#### SUPPLIED MATERIAL

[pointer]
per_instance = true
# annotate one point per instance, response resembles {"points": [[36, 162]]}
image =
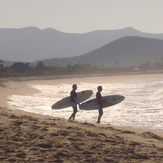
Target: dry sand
{"points": [[27, 137]]}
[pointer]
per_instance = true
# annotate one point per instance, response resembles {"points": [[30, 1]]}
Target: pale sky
{"points": [[80, 16]]}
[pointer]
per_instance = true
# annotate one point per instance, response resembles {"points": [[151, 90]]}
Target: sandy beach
{"points": [[28, 137]]}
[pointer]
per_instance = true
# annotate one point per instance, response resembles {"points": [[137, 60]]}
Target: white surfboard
{"points": [[107, 101], [65, 102]]}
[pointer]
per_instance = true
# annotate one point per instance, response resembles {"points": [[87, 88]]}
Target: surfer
{"points": [[99, 99], [73, 98]]}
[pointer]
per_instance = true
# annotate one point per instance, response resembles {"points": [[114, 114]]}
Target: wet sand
{"points": [[28, 137]]}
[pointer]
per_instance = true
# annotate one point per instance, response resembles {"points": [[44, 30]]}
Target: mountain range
{"points": [[124, 46], [126, 51]]}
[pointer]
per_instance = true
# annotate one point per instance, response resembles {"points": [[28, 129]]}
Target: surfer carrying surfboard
{"points": [[99, 99], [73, 98]]}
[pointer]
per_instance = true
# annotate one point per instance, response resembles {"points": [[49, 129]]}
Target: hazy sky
{"points": [[80, 16]]}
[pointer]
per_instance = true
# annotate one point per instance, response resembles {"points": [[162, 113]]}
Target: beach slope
{"points": [[27, 137]]}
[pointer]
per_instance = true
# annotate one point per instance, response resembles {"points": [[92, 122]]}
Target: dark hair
{"points": [[74, 85], [99, 87]]}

########

* [GOAL OF THE EXERCISE]: Everything in the material except the pictures should be output verbatim.

* [SOLUTION]:
[pointer]
per_instance = true
# annotate one point per instance, response resembles {"points": [[36, 162]]}
image =
Target: dry sand
{"points": [[27, 137]]}
[pointer]
per_instance = true
# annotate one point per instance, response resembles {"points": [[30, 1]]}
Target: pale sky
{"points": [[80, 16]]}
[pointer]
per_instance = true
# annotate one point per instance, response resembles {"points": [[151, 90]]}
Target: sandy beach
{"points": [[28, 137]]}
[pointer]
per_instance = true
# annotate one point per instance, response resembles {"points": [[137, 60]]}
Target: white surfboard
{"points": [[107, 101], [65, 102]]}
[pointer]
per_instance = true
# annotate one point per instance, response resembles {"points": [[87, 88]]}
Target: surfer
{"points": [[99, 99], [73, 98]]}
[pointer]
per_instance = true
# annotate one point per instance, response resembles {"points": [[114, 114]]}
Target: wet sand
{"points": [[28, 137]]}
[pointer]
per_instance = true
# annotate one point per instance, response resembles {"points": [[44, 30]]}
Target: mountain range
{"points": [[124, 46], [126, 51]]}
[pointer]
per_instance = true
# annotate one point per instance, response resembles {"points": [[28, 129]]}
Target: surfer carrying surfboard
{"points": [[99, 99], [73, 98]]}
[pointer]
per_instance = true
# annotate one point per instance, response resembles {"points": [[49, 129]]}
Target: hazy sky
{"points": [[80, 16]]}
[pointer]
per_instance = true
# annotate one point per instance, response resembles {"points": [[162, 113]]}
Target: beach slope
{"points": [[27, 137]]}
[pointer]
per_instance = true
# annotate one point per instance, response resembles {"points": [[92, 122]]}
Target: dark hair
{"points": [[74, 85], [99, 87]]}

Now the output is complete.